= INSTRUCTIONS TO FOLLOW =
Return every entry exactly as written.

= EXTRACTED MATERIAL =
• • •
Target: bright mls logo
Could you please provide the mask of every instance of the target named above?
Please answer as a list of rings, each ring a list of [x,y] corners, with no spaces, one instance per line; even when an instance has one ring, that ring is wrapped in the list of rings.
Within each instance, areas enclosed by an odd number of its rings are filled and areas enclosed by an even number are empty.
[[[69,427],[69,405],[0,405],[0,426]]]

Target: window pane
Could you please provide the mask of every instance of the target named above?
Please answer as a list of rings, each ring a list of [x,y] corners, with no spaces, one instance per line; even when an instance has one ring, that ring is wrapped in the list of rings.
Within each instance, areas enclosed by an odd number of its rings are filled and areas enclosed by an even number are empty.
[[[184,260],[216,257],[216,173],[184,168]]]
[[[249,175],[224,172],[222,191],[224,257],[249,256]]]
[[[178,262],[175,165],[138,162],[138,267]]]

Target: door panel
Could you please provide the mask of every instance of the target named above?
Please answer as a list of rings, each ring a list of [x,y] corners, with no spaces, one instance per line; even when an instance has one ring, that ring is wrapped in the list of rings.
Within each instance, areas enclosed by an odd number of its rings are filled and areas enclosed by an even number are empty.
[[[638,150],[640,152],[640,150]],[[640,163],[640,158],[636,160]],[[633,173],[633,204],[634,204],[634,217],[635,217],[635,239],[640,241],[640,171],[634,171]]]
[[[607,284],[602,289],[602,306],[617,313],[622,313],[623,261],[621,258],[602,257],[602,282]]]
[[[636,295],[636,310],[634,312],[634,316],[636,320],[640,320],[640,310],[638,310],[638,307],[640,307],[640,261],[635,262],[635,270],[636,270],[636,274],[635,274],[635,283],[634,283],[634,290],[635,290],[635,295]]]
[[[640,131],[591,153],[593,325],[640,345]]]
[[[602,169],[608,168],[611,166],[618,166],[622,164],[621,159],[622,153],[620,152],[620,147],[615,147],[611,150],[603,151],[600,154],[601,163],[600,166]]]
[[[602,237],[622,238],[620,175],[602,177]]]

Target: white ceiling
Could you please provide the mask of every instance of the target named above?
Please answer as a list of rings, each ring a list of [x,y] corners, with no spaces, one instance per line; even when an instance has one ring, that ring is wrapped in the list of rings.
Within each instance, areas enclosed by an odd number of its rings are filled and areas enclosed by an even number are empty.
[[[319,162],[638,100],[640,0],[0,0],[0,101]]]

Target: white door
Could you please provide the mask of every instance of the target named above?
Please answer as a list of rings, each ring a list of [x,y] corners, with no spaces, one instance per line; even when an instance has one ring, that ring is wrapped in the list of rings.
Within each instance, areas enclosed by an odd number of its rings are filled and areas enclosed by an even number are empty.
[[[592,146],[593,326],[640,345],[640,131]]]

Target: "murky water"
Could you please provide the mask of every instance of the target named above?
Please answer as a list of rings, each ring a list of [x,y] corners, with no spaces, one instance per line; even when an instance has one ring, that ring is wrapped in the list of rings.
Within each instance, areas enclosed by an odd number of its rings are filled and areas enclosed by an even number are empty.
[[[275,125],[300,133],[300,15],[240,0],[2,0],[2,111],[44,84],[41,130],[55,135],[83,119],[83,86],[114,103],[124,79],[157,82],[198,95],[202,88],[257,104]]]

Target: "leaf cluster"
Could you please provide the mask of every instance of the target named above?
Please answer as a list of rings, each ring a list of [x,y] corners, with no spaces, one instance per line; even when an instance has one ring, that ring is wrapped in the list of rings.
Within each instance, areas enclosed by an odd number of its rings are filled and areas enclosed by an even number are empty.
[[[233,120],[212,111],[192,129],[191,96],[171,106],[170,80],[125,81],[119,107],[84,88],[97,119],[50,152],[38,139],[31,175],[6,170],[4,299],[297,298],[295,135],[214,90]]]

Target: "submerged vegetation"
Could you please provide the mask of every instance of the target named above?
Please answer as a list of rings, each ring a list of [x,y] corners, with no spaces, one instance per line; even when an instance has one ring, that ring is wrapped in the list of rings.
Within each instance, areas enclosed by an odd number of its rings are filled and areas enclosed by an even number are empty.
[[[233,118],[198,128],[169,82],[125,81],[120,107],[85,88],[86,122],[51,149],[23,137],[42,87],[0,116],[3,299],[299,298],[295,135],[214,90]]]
• • •
= EXERCISE RESPONSE =
Target: bright mls logo
Could you please provide the mask of every instance of the target named above?
Please answer as a list of rings, each ring a list of [x,y] corners, with no spaces, one instance per line; even when an instance has one ring, that ring is wrapped in the list of rings.
Within each instance, areas enclosed by an odd number of its rings are filled and areas enclosed by an even number are empty.
[[[69,427],[69,405],[0,405],[0,426]]]

Target: window pane
Could you please provide the mask of every instance of the target named above?
Please answer as a list of rings, each ring a list of [x,y] corners, with no spaces, one instance per line; even when an instance has one ring, that ring is wrapped in the list of rings.
Within each instance, areas enclosed by an odd number of its rings are filled and areas enclosed by an even number are empty.
[[[184,260],[216,257],[216,173],[184,168]]]
[[[249,175],[224,172],[222,191],[224,257],[249,256]]]
[[[178,262],[175,165],[138,162],[138,267]]]

Target: door panel
Could you please provide the mask of every instance of the target named above?
Please answer as a list of rings, each ring a list of [x,y] corners, with no spaces, one instance per line; even when an instance has one ring, that ring is wrapped in the list of rings.
Within each instance, areas enclosed by an odd number of its rings are filled and areas enclosed by an even number are empty.
[[[638,150],[640,152],[640,150]],[[640,163],[640,158],[636,160]],[[633,173],[633,204],[634,204],[634,217],[635,217],[635,239],[640,241],[640,171],[634,171]]]
[[[607,284],[602,289],[602,306],[617,313],[622,313],[623,261],[621,258],[602,257],[602,282]]]
[[[636,295],[636,310],[634,312],[634,316],[636,320],[640,320],[640,310],[638,310],[638,307],[640,307],[640,261],[635,262],[635,270],[636,270],[636,274],[635,274],[635,283],[634,283],[634,290],[635,290],[635,295]]]
[[[640,131],[591,153],[593,325],[640,345]]]
[[[602,169],[608,168],[611,166],[618,166],[622,164],[621,159],[622,153],[620,152],[620,147],[615,147],[611,150],[603,151],[600,154],[601,163],[600,166]]]
[[[602,237],[622,238],[620,175],[602,177]]]

Target: white ceiling
Could you please provide the mask of every instance of the target named above?
Please answer as a list of rings, each ring a list of [x,y] corners, with no spaces, one instance per line; even when an instance has one ring, that ring is wrapped in the list of rings.
Within each instance, areas enclosed by an odd number of its rings are filled and areas enclosed by an even number are empty.
[[[319,162],[638,100],[640,0],[0,0],[0,101]]]

Target: white door
Could you please provide the mask of every instance of the target named above?
Please answer as a list of rings, each ring a list of [x,y] corners, with no spaces, one instance per line; even when an instance has one ring, that ring is wrapped in the list of rings.
Within each instance, areas enclosed by an odd number of its rings are filled and areas enclosed by an even number are empty.
[[[592,146],[593,326],[640,345],[640,131]]]

Target: "murky water"
Could you please provide the mask of every instance of the target named above?
Please answer as a list of rings, each ring a list of [x,y] corners, with no spaces, one instance per line; even when an instance has one ring, that ring is wrapped in the list of rings.
Within each instance, areas enclosed by an odd number of its rings are filled and areas enclosed by an even number are empty.
[[[275,125],[300,133],[300,15],[240,0],[2,0],[2,111],[44,84],[41,130],[55,135],[83,119],[83,86],[114,103],[124,79],[157,82],[198,95],[202,88],[257,104]]]

Target: "leaf cluster"
Could you please provide the mask of every instance of the target named above?
Please answer as a list of rings, each ring a list of [x,y] corners, with no spaces, one instance per line; even when an instance has one ring, that ring is wrapped in the list of rings.
Within each instance, areas enclosed by an odd number of its rings are filled and areas enclosed by an even number are empty.
[[[233,120],[212,111],[192,129],[191,96],[171,106],[170,80],[125,81],[119,107],[84,88],[97,119],[50,152],[38,139],[31,175],[6,170],[4,299],[297,298],[295,135],[214,90]]]

Target: "submerged vegetation"
Could you please provide the mask of every instance of the target named above?
Please answer as a list of rings, each ring a list of [x,y] corners, with no spaces, one instance per line; even when an instance has one ring, that ring is wrapped in the list of rings.
Within each instance, areas enclosed by an odd number of its rings are filled and areas enclosed by an even number are empty.
[[[233,118],[198,128],[169,82],[125,81],[120,107],[85,88],[86,122],[51,149],[23,137],[42,87],[0,116],[3,299],[299,298],[295,135],[214,90]]]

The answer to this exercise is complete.